───── Working data ─────

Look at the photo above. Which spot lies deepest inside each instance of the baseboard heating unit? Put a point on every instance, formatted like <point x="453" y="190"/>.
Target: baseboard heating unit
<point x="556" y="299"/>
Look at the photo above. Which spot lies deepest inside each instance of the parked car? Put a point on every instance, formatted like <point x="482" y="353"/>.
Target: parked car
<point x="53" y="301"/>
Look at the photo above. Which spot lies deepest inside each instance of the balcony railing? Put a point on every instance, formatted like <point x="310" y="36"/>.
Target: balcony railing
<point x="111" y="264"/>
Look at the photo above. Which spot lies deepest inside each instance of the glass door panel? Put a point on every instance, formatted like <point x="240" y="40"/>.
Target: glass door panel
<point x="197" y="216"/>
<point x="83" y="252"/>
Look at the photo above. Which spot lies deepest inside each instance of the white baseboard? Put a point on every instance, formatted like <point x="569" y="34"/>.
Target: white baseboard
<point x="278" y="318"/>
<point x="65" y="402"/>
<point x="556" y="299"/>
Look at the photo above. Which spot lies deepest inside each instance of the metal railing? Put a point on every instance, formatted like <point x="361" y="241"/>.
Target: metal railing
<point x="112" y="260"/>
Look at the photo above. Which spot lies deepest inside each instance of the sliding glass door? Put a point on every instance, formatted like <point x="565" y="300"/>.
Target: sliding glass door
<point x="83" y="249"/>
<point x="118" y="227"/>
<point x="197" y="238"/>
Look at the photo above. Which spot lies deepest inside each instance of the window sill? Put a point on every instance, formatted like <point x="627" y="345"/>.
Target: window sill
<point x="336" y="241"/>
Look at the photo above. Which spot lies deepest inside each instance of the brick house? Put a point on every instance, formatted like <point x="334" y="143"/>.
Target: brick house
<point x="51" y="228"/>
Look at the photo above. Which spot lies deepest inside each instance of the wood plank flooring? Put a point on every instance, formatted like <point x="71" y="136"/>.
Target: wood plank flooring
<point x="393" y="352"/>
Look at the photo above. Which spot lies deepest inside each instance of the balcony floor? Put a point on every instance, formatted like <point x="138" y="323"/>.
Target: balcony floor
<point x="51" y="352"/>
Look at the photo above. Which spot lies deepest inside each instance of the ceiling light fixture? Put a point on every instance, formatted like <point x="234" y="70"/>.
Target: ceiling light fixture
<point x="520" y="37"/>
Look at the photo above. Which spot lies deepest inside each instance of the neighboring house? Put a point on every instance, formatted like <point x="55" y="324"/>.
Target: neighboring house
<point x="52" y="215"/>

─────

Your task is to reproduce all of the records exactly.

Reply to the task »
Look at the photo above. Which spot lies deepest inside each instance of the baseboard heating unit? Put a point on every instance, formatted like <point x="453" y="190"/>.
Target: baseboard heating unit
<point x="556" y="299"/>
Look at the photo above. Which spot lies deepest inside each instance of the parked car? Put a point on every instance, formatted like <point x="482" y="353"/>.
Target: parked car
<point x="53" y="301"/>
Look at the photo above. Which spot lies deepest inside each instance of the balcony railing? Put a point on every instance, formatted like <point x="310" y="36"/>.
Target: balcony railing
<point x="111" y="264"/>
Look at the photo above. Which spot lies deepest inside each instance of the glass door panel? Put a point on every instance, formatted like <point x="240" y="40"/>.
Target: glass door panel
<point x="197" y="216"/>
<point x="83" y="252"/>
Look at the photo above. Which spot lies deepest inside each instance of the white baseboard? Put a point on every instance, formatted like <point x="569" y="34"/>.
Target: white baseboard
<point x="278" y="318"/>
<point x="65" y="402"/>
<point x="556" y="299"/>
Look at the photo above. Which spot lies deepest inside each instance of the metal railing? Put a point on every instance, formatted like <point x="361" y="241"/>.
Target: metal railing
<point x="112" y="260"/>
Look at the photo above. Which spot lies deepest inside each instance of the sliding glass door? Put a point on every instance, formatted like <point x="565" y="300"/>.
Target: sliding glass door
<point x="83" y="249"/>
<point x="118" y="227"/>
<point x="197" y="238"/>
Look at the photo above. Which spot lies deepest inside each instance of the window sill? Put a point on every instance, formatted like <point x="627" y="345"/>.
Target: window sill
<point x="336" y="241"/>
Look at the photo above. Which spot lies deepest inside each instance of the brick house? Put a point on every instance, formatted like <point x="334" y="143"/>.
Target: brick house
<point x="51" y="228"/>
Look at the photo above. Which spot lies deepest inside each instance of the wood plank flooring? Put a point on every instance, formatted like <point x="71" y="136"/>.
Target: wood plank flooring
<point x="393" y="352"/>
Look at the photo above. Which spot lies deepest inside each instance of the balcony floor? Put a point on every instance, formatted like <point x="138" y="323"/>.
Target: balcony floor
<point x="51" y="352"/>
Look at the photo above. Which spot lies deepest inside each instance of the ceiling light fixture? Put a point on every instance, formatted like <point x="234" y="70"/>.
Target: ceiling light fixture
<point x="520" y="37"/>
Look at the photo above. Which spot lies deepest inside each instance of the neighboring house? Put a point on every instance, formatted like <point x="55" y="324"/>.
Target: neighboring house
<point x="52" y="215"/>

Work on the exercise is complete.